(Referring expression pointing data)

________________________________________

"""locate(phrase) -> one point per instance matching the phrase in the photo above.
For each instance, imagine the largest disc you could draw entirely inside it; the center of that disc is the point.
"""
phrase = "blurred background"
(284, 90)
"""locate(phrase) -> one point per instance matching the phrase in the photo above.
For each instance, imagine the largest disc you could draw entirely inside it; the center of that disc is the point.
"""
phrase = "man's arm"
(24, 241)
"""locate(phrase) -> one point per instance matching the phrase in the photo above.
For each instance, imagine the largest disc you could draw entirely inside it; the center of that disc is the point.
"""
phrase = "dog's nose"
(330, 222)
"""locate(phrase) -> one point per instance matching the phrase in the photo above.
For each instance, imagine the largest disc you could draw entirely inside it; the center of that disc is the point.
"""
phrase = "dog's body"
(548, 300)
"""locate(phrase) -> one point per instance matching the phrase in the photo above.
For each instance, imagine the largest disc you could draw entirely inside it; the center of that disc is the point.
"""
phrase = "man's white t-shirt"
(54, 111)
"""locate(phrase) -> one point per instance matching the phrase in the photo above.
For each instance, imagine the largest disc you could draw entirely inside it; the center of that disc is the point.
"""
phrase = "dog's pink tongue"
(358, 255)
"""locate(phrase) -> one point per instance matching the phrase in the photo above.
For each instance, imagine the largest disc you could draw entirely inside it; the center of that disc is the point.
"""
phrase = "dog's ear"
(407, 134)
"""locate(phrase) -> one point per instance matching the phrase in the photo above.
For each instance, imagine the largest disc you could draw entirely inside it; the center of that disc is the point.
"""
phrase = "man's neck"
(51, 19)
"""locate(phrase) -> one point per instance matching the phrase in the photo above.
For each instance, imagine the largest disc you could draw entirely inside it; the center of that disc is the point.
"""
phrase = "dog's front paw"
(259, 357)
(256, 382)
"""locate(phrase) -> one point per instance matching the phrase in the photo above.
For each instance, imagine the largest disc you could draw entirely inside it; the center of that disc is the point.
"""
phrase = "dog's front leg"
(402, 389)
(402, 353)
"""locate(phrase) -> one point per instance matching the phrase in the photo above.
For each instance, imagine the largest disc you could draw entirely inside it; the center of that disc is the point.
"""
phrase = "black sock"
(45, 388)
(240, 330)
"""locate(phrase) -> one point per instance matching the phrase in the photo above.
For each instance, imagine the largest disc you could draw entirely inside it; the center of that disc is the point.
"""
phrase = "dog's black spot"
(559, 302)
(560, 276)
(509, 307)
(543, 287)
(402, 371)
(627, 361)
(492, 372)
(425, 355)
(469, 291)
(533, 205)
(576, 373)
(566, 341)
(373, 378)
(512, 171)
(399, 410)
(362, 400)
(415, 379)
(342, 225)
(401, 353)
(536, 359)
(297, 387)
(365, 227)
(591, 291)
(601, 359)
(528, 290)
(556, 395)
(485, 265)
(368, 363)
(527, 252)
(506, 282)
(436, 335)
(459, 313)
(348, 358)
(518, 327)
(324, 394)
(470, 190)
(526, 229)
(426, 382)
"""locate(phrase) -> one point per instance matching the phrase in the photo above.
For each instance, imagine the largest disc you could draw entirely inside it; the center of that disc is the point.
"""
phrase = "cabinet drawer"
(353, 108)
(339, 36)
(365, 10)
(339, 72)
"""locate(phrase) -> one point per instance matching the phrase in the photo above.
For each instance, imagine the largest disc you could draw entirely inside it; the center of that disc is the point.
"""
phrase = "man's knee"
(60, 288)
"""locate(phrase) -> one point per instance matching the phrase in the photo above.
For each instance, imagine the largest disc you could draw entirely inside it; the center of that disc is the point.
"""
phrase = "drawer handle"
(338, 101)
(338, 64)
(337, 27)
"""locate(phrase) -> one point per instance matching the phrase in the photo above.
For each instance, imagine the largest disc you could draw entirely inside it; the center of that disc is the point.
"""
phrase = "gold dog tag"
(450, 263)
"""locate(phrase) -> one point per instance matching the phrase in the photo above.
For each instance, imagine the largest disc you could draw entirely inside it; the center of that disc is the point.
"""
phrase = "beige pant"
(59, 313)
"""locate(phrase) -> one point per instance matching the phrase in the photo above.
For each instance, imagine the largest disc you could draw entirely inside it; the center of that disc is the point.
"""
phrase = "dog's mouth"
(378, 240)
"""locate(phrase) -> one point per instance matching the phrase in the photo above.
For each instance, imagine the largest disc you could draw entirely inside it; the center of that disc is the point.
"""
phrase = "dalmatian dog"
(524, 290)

________________________________________

Exercise directions -
Output the complete data verbatim.

Solution to the exercise -
"""locate(phrase) -> one point per instance matching the phrase in the photo above.
For each instance, imagine the largest disc you could draw entirely inside it; the center of that disc is the point.
"""
phrase = "blurred background"
(284, 90)
"""locate(phrase) -> one point per instance matching the phrase in the photo above.
For each instance, imagine the largest disc you could draw entirely inside it; the center of that disc is the point.
"""
phrase = "man's arm"
(24, 241)
"""locate(phrase) -> one point per instance matching the phrase in the photo above.
For each instance, imagine the largest disc you could draw entirely inside it; the center of that disc is the point.
"""
phrase = "dog's nose"
(330, 222)
"""locate(phrase) -> one point per instance matching the phrase in the photo above.
For each instance, imagine the largest disc you could draw entirely inside it; the center of that disc is the point.
"""
phrase = "dog's body"
(548, 300)
"""locate(phrase) -> one point per instance matching the phrase in the photo above.
For each instance, imagine the largest disc you could draw entirely inside it; the center of that disc is the point.
"""
phrase = "man's white t-shirt"
(54, 111)
"""locate(phrase) -> one point per instance matching the phrase in the photo above.
For each instance, imagine the largest disc you could draw entirely inside it; the center of that disc is the point.
"""
phrase = "dog's pink tongue"
(358, 255)
"""locate(phrase) -> one point per instance matching the phrase in the photo above.
For each instance, imagine the largest disc you could draw entirely inside it; the center of that disc is the point.
"""
phrase = "dog's ear"
(407, 134)
"""locate(phrase) -> one point per instance matching the phrase in the photo above.
For each instance, imagine the largest disc you could draw entirely inside it; the center of that disc is the point.
"""
phrase = "man's neck"
(51, 19)
"""locate(phrase) -> one point per instance matching the phrase in the photo above.
For each instance, imagine the largest disc you could draw entirely inside it; the center of that disc is the point.
"""
phrase = "dog's front paw"
(259, 357)
(256, 382)
"""locate(phrase) -> one point per instance matching the phrase in the photo above.
For each instance, imagine the largest disc you could draw entirely inside it; the center of that disc is the point.
"""
phrase = "dog's front leg"
(402, 389)
(402, 353)
"""locate(phrase) -> one point per instance matching the phrase in the photo above.
For each instance, imagine the largest disc you could draw entirely inside it; the center of that disc is the point.
"""
phrase = "black sock"
(45, 388)
(240, 330)
"""locate(phrase) -> one point per instance matching the phrase in the photo above.
For each instance, imagine the largest disc you could draw entirely inside it; the center of that disc is the point.
"""
phrase = "dog's black spot"
(559, 302)
(560, 276)
(509, 307)
(543, 287)
(402, 371)
(627, 361)
(492, 372)
(425, 355)
(469, 291)
(533, 205)
(576, 373)
(566, 341)
(373, 378)
(512, 171)
(399, 410)
(362, 400)
(415, 379)
(342, 225)
(401, 353)
(536, 359)
(297, 387)
(365, 227)
(591, 291)
(601, 359)
(528, 290)
(556, 395)
(485, 265)
(368, 363)
(527, 252)
(506, 282)
(436, 335)
(459, 313)
(348, 358)
(518, 327)
(324, 394)
(470, 190)
(526, 229)
(426, 382)
"""locate(phrase) -> one point per instance matching the phrase in the photo above.
For each instance, imagine the largest disc you could draw entirely inside it; the center of that disc is the point.
"""
phrase = "cabinet drawer"
(353, 108)
(339, 36)
(365, 10)
(339, 72)
"""locate(phrase) -> one point per instance matching the phrase in the photo above.
For each instance, imagine the largest disc you could draw entirely inside it; the center of that disc is the point.
"""
phrase = "man's knee"
(60, 288)
"""locate(phrase) -> one point per instance matching the phrase in the photo above.
For each instance, imagine the largest disc you could draw entirely inside it; the center of that disc is the point.
"""
phrase = "drawer handle"
(338, 101)
(338, 64)
(337, 27)
"""locate(phrase) -> one point per instance matching the phrase in the photo above.
For each instance, imagine the largest disc you could draw entirely inside it; the center of that disc is the point.
"""
phrase = "gold dog tag"
(450, 263)
"""locate(phrase) -> one point per instance matching the phrase in the photo above.
For each instance, imagine the largest disc you could draw entirely inside it; the center of that disc is the point.
"""
phrase = "beige pant"
(59, 313)
"""locate(phrase) -> one point per instance matching the phrase in the photo above.
For each instance, imagine the largest disc you could draw entirely inside it; the center of that disc is the point.
"""
phrase = "dog's mouth"
(378, 240)
"""locate(phrase) -> one point per instance matching the phrase in the photo above.
For each instance, imagine the largest disc you could draw entirely inside it; the center of that disc is the point.
"""
phrase = "dalmatian dog"
(524, 290)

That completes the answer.